» Passage provided:
····················

Monday, April 26, 2010

They're Coming To Take Me Away, Ha Ha!

I'm really rather upset with this:

Renowned physicist Stephen Hawking has repeated his long-held belief that intelligent aliens are likely to exist, and that a visit by them to present-day humanity would probably have unfortunate consequences for us.

Publicising a new documentary he has made for the Discovery Channel, the legendary boffin told the Times at the weekend:

“To my mathematical brain, the numbers alone make thinking about aliens perfectly rational... If aliens ever visit us, I think the outcome would be much as when Christopher Columbus first landed in America, which didn’t turn out very well for the Native Americans.”
I'm not upset because I want to quibble with Dr. Hawking with the usual rebuttal that it's a long way from whatever planet they'd originate from and why would they come all this way to get into our faces?
 
He's right. It's a distinct possibility.
 
I'm upset because, dammit, this is the third piece of science I've read or seen this weekend/week that has anticipated a four novel trilogy I'm doing research on! ThumbPer must be reading my notes and getting in touch with people!
 
Back to the story at hand: Mankind has always had an exploratory nature. If there's a cave, we'll enter it; An ocean, we'll cross it; a moon, we'll visit it.
 
With the exception of the moon so far, none of this has turned out well for the visited. Not the bear in the cave, not the native across the ocean, not the pristine environment we've seeded with our trash and illness.
 
Now, one could make the quibble, which I would, that as we advance as a civilization and grasp a larger understanding of the world around us, we've learned that it's important to co-exist with those around us. We have not learned the lessons perfectly, to be sure, but it is a learned lesson nonetheless. We've learned, because we've recognized the resources are limited and people have a right to be treated as equals.

····················

» Excerpted records:
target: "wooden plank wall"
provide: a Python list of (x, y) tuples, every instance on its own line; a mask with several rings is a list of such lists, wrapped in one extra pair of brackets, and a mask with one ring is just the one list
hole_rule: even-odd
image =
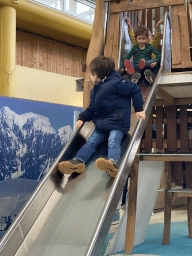
[[(190, 7), (190, 8), (189, 8)], [(190, 23), (188, 17), (192, 15), (191, 4), (188, 1), (187, 14), (186, 5), (171, 7), (172, 26), (172, 68), (191, 68), (190, 54)]]
[(73, 77), (83, 77), (86, 49), (17, 30), (16, 64)]
[[(143, 152), (152, 148), (166, 152), (192, 152), (192, 107), (190, 105), (158, 106), (151, 113), (142, 140)], [(155, 130), (152, 132), (152, 127)], [(156, 134), (156, 135), (154, 135)], [(156, 138), (154, 138), (156, 137)]]

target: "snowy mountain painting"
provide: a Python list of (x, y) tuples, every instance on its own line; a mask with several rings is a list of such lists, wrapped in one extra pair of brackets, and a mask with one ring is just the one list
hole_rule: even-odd
[(0, 109), (0, 181), (40, 180), (69, 140), (70, 125), (55, 130), (47, 117)]
[(75, 111), (81, 108), (0, 97), (1, 231), (69, 140)]

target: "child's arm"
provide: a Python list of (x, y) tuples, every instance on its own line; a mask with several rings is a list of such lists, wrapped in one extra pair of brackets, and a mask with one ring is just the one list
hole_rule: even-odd
[(127, 55), (125, 55), (125, 57), (123, 57), (121, 59), (120, 69), (125, 67), (124, 66), (124, 61), (129, 60), (133, 55), (134, 55), (134, 46), (131, 48), (130, 52)]
[(86, 121), (91, 121), (93, 111), (94, 111), (94, 104), (93, 104), (93, 89), (92, 89), (90, 93), (90, 104), (88, 108), (86, 108), (83, 112), (80, 113), (79, 118), (75, 124), (75, 128), (78, 129)]
[(144, 111), (136, 112), (135, 115), (136, 115), (137, 119), (141, 118), (141, 119), (145, 120), (145, 118), (146, 118), (146, 115), (145, 115)]
[(156, 29), (155, 29), (155, 35), (153, 39), (149, 42), (154, 48), (157, 49), (158, 45), (160, 44), (161, 40), (161, 30), (160, 30), (160, 25), (162, 23), (162, 20), (159, 20), (156, 24)]
[(135, 40), (135, 33), (133, 32), (133, 29), (131, 27), (131, 22), (128, 17), (126, 17), (125, 21), (128, 25), (128, 33), (129, 33), (129, 38), (131, 40), (131, 43), (132, 43), (132, 45), (136, 45), (137, 41)]
[[(158, 63), (158, 62), (160, 62), (160, 60), (161, 60), (161, 52), (160, 51), (158, 51), (157, 49), (155, 49), (152, 45), (150, 45), (150, 48), (151, 48), (151, 51), (152, 51), (152, 53), (154, 53), (155, 55), (156, 55), (156, 58), (155, 58), (155, 65)], [(155, 66), (154, 65), (154, 66)], [(152, 67), (152, 66), (151, 66)]]
[(80, 128), (83, 125), (83, 121), (82, 120), (77, 120), (77, 122), (75, 123), (75, 129)]

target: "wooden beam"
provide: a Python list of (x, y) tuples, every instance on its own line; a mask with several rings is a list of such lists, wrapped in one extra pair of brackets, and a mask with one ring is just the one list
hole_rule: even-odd
[(181, 34), (179, 29), (179, 18), (177, 6), (171, 8), (171, 27), (172, 27), (172, 67), (182, 68), (181, 60)]
[(110, 14), (104, 56), (112, 57), (117, 69), (119, 55), (119, 14)]
[(189, 29), (187, 21), (186, 5), (178, 6), (178, 17), (179, 26), (181, 33), (181, 57), (182, 57), (182, 68), (191, 68), (191, 53), (189, 44)]
[(127, 213), (127, 227), (125, 237), (125, 253), (132, 253), (135, 238), (136, 207), (137, 207), (137, 182), (139, 171), (139, 158), (136, 156), (130, 172), (129, 203)]
[(105, 2), (104, 0), (97, 0), (95, 19), (93, 23), (93, 32), (86, 59), (86, 72), (84, 76), (84, 93), (83, 93), (83, 109), (89, 106), (90, 102), (90, 90), (93, 87), (93, 83), (90, 81), (89, 64), (95, 57), (101, 54), (103, 44), (103, 31), (105, 21)]
[[(175, 105), (188, 105), (192, 104), (192, 98), (175, 98)], [(171, 105), (165, 100), (155, 100), (154, 106), (168, 106)]]
[(153, 9), (157, 7), (182, 5), (185, 0), (145, 0), (145, 2), (128, 2), (121, 1), (120, 3), (111, 3), (111, 13), (139, 11), (143, 9)]
[(170, 103), (171, 105), (175, 104), (175, 99), (162, 88), (159, 88), (158, 96)]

····················

» Tasks to complete:
(a) In the blog post about Stephen Hawking's warning on aliens, what historical event does Hawking compare an alien visit to?
(b) Continue the blog post about Stephen Hawking's warning on aliens, starting after its last sentence.

» Answers below:
(a) Christopher Columbus first landing in America, which did not turn out well for the Native Americans.

(b)
 
Other societies might view such an attitude as immature at best, and as weak at worst. In America, we've never really come to grips with the historical nature of our more savage side, choosing instead to sanitize our history to show the "Injuns" as at best, our helpmeets and at worst, brutal savages who needed to be tamed and civilized.
 
Echoes of those hegemonic harmonics echo to this day in Arizona, where anyone can be stopped on the street and asked for identification, pending deportation back to Mexico for being an undocumented alien.
 
One wonders how Arizona would handle a full-blown invasion from Alpha Centauri, but I digress...
 
While there's no guarantee that aliens would be peaceful, there is reason to suspect that they'd be more interested in learning what they can from us, and teaching us what they can. The question is, would it be something we'd want to learn? Look at the second and third waves of colonization in human history: it's all about training natives to be more "like us".
 
Just like the more Cro-Magnon element of the United States rails against cultural diversity and tolerance, so would many aliens insist that their way is the right way, no matter how peaceably and palatably they'd offer it to us "in the spirit of intergalactic good will."
 
I don't think the first contact we have with an alien society will be a full-blown invasion, as some movies have suggested. On the other hand, I do think any alien visitation will be made with an eye towards the benefits the aliens can take from our resources. Resources unavailable from easier sources. If they needed metal ores, the asteroid belt would make a whole lot more sense than dropping into a steep gravity well. If they needed water, comets would be much easier to corrall and melt.
 
Which really doesn't leave us much to bargain with. Finished products, manufactured goods, and scientific discoveries are possibilities.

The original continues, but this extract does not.